→ The task
Write the data out again exactly and in full.

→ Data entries
:::::
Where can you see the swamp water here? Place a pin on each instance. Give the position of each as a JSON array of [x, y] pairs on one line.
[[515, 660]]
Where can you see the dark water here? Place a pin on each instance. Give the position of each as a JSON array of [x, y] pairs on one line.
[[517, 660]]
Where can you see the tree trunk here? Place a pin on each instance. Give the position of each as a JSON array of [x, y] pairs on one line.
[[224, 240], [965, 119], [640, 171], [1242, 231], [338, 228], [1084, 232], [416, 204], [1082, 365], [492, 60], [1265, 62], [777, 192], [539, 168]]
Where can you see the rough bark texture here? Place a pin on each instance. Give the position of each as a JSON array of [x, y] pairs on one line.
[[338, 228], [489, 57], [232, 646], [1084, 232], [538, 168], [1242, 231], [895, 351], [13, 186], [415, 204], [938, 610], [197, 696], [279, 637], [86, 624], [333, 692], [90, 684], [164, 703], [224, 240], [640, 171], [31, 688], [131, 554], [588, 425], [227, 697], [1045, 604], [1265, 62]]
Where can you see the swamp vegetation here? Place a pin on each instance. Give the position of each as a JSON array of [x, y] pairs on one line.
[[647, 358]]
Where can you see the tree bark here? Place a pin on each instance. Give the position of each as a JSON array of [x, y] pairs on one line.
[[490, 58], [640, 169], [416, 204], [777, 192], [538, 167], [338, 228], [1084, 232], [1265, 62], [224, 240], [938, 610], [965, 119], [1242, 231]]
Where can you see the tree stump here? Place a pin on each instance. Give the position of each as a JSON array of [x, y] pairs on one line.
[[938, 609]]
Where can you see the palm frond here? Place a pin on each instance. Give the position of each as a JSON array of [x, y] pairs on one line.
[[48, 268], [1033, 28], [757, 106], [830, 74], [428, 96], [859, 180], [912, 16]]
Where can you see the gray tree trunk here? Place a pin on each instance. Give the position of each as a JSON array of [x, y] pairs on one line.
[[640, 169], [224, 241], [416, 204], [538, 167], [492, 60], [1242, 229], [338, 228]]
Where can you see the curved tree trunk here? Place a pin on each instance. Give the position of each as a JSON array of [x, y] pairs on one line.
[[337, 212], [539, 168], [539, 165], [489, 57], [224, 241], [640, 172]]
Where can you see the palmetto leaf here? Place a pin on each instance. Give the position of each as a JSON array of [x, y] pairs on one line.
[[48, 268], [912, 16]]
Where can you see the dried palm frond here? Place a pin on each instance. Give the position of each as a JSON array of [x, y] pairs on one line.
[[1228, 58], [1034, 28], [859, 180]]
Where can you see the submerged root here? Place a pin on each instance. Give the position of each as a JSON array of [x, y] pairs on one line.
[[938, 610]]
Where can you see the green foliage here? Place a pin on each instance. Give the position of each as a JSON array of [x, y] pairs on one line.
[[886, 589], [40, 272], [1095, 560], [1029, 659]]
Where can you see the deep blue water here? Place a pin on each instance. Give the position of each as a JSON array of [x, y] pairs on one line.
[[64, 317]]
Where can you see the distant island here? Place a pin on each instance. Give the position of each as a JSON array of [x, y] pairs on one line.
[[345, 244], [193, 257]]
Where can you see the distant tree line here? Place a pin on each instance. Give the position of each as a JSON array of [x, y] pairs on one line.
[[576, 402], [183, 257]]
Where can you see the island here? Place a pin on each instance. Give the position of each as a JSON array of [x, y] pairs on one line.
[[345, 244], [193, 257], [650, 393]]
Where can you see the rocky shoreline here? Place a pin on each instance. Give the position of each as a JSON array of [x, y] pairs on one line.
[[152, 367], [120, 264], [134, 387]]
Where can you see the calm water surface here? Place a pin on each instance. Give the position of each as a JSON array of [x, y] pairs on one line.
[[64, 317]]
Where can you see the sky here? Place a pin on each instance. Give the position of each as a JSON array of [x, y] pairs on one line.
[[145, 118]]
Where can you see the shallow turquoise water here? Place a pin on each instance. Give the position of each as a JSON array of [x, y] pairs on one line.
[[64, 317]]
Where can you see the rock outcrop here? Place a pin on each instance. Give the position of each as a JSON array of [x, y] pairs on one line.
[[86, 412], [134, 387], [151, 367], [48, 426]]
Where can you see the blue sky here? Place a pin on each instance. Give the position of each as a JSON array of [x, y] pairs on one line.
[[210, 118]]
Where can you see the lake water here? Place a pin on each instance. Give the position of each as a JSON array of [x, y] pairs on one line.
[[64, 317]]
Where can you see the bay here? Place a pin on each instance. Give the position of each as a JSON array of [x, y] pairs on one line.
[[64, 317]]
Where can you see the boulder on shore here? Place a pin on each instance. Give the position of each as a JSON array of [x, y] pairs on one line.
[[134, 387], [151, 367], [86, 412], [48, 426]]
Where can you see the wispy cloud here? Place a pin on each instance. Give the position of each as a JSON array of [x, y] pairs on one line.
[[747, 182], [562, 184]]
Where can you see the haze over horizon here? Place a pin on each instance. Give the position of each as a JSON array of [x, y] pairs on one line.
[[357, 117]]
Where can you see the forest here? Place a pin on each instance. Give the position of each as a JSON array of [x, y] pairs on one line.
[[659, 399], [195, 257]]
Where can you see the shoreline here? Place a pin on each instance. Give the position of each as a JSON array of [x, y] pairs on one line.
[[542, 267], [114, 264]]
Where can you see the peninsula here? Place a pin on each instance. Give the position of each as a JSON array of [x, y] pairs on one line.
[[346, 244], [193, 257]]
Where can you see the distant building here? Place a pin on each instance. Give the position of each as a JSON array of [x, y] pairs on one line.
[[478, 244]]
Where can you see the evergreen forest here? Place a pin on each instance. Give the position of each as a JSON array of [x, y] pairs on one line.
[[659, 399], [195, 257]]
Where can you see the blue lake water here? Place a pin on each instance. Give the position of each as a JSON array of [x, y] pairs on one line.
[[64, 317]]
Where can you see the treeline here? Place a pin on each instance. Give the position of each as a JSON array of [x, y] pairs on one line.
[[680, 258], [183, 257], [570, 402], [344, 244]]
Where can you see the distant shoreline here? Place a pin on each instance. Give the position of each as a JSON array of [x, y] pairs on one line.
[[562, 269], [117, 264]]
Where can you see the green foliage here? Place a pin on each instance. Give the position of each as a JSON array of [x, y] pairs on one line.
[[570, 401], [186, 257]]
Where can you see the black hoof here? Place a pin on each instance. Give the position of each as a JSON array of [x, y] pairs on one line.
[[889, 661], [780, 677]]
:::::
→ Written answer
Where can you see the swamp water here? Place a pin on each instance. Give the position of each as a JSON array of [x, y] pairs on one line.
[[515, 660]]
Where can you see the dark water here? Place a pin on each instance. Give the position of each as a JSON array of [x, y] pairs on one line.
[[517, 660]]
Where can you see the tree trunk here? Place a pin on each instance. Give the position of each as a JSON array of [x, y] pairs on one line.
[[224, 240], [965, 119], [640, 171], [1242, 231], [338, 228], [1084, 232], [416, 204], [1082, 365], [492, 60], [1265, 62], [777, 192], [539, 168]]
Where can you see the rough bark texture here? Place a pin on each instance. Give the position of each as a JSON array of [x, y] pairs on one line.
[[338, 228], [489, 57], [232, 646], [1084, 232], [538, 168], [1242, 231], [895, 351], [13, 186], [415, 204], [938, 610], [197, 696], [279, 637], [86, 624], [333, 692], [90, 684], [164, 703], [224, 240], [640, 171], [31, 688], [131, 554], [588, 425], [227, 697], [1045, 604], [1265, 62]]
Where can you see the swamp vegetation here? Place a pin on each instance. Give the position of each as a JSON array of [x, y] pairs on one line.
[[647, 358]]
Where can you see the tree bark here? Place a pin on each instance. Give the position of each as a JSON array of [x, y] pairs on one line.
[[490, 58], [640, 169], [416, 204], [777, 192], [538, 167], [338, 228], [1084, 232], [1265, 62], [224, 240], [938, 610], [965, 119], [1242, 231]]
Where can you see the tree stump here? Place a pin on each instance. Give the position of each as a JSON array of [x, y] pairs on one line.
[[938, 609]]
Where can you see the palm frond here? Place a pin on each instance. Give the position of each as a JSON array of [x, y] pairs on one line.
[[48, 268], [1033, 28], [757, 106], [830, 74], [428, 96], [859, 180], [912, 16]]
Where can you see the gray tree trunk here? Place a pin on each instance. Give the position of each as a JSON array of [x, y] pairs on one line.
[[640, 169], [224, 241], [416, 204], [538, 167], [492, 60], [1242, 229], [338, 228]]
Where can you see the curved tree trunk here? Place a pin on each instance. Give the position of each as a JSON array of [x, y] pairs on one line.
[[337, 212], [539, 168], [539, 165], [489, 57], [224, 241], [640, 172]]
Where can you see the palmetto leaf here? Place a pin on each instance. Give the position of each as a JSON array of [x, y] pairs on one line.
[[48, 268], [912, 16]]
Where can you see the dried palm frond here? Place a pin on each instance. Give the position of each as a JSON array of [x, y] pairs on one line.
[[1228, 58], [1034, 28], [859, 180]]
Where can you see the submerged root here? Place a pin on each instance. Give the position of each as a JSON array of [x, y] pairs on one line.
[[938, 610]]
Where can you see the green foliage here? Place a pin on each instance. Give the position of each as a JSON array of [x, y] pairs on one line.
[[886, 589], [40, 272], [1095, 560], [1029, 659]]
Where can you see the deep blue water here? Place a pin on each instance. Give the position of each as a JSON array of [x, y] pairs on one line.
[[64, 317]]
Where can you see the distant island here? Place a pin on each instance. Give the position of each as a JSON array of [x, y] pairs on one line.
[[345, 244], [193, 257]]
Where can you see the distant tree line here? Place a pin on each instance. Give the position of each as a JSON array of [x, y] pairs on one line.
[[576, 402], [183, 257]]
Where can you see the island here? Place a pin on each instance. Give the position of each as a JSON array of [x, y] pairs on one line.
[[345, 244], [193, 257], [650, 393]]
Where can you see the rocky shoreline here? Place a pin on each instance. Give the position of each as a JSON array of [x, y] pairs on one line.
[[152, 367], [120, 264], [134, 387]]
Where can you see the calm water surface here? Place a pin on each instance. Give the position of each as a JSON array of [x, y] pairs on one line.
[[64, 317]]
Where can you see the sky here? Place a pin on each instance. Give the position of each as a JSON array of [x, y] pairs on one line.
[[145, 118]]
Where can you see the shallow turquoise water here? Place a pin on each instance. Give the position of each as a JSON array of [x, y] pairs on one line.
[[64, 317]]
Where can you see the rock outcrop here? Place a pin on each instance. Give the position of each as a JSON array of [x, y] pairs on one line.
[[86, 412], [134, 387], [151, 367], [48, 426]]
Where can you see the blue sky here? Place a pin on each instance. Give the position of each as a JSON array of [x, y] pairs on one line.
[[210, 118]]
Where can you see the lake water here? Place a pin on each instance. Give the position of each as a JSON array of [x, y] pairs on one line.
[[64, 317]]
Where can you see the bay here? Place a pin on each instance. Give the position of each as a JSON array of [x, y] pairs on one line.
[[64, 317]]
Where can you see the boulder on shore here? Place a pin on each instance. Give the position of each as a JSON array of [x, y] pairs on one line.
[[134, 387], [151, 367], [86, 412], [48, 426]]
Where can you see the wispy cloud here? Place a pin on each instance. Give the position of each as a JSON array of [x, y] pairs on one line.
[[747, 182], [562, 184]]
Where can you see the haze over horizon here? Place a pin on each instance. Give the position of each as a JSON array of [x, y] pairs on one line.
[[357, 117]]
Where can you see the forest here? Place a pin on each instance. Give the position of each as a JSON array of [x, y] pairs on one line.
[[659, 399], [195, 257]]
Where can you see the shoreline here? Place a pin on each instance. Give the position of each as a JSON array of [x, y] pairs on one line.
[[542, 267], [114, 264]]
Where can you see the peninsula here? Place a pin on each instance. Give the position of each as a JSON array of [x, y] pairs on one line.
[[346, 244], [193, 257]]
Where can you see the distant building here? Place a pin on each instance. Give the position of each as a JSON array of [x, y] pairs on one line.
[[478, 244]]
Where can you see the evergreen forest here? Place a pin on each instance. Give the position of each as a JSON array of [x, y] pairs on one line.
[[659, 399], [195, 257]]
Where can you see the blue lake water here? Place a pin on each instance. Give the position of each as a JSON array of [x, y] pairs on one line.
[[64, 317]]
Where can you see the treeline here? Place a pin on each instance. Give the position of each as a JSON array of [x, y] pairs on one line.
[[680, 258], [183, 257], [570, 402], [344, 244]]
Where can you see the distant shoreline here? Place a pin on each instance. Give the position of each as a JSON array of [x, y] pairs on one line.
[[562, 269], [117, 264]]
Where can you see the green foliage here? Place a pin on each instance. Give the position of each as a JSON array of [x, y] pairs on one line.
[[570, 401], [186, 257]]
Where can you see the black hoof here? Place a pin on each instance. Give the position of each as a JSON array of [x, y] pairs on one line.
[[889, 661], [780, 677]]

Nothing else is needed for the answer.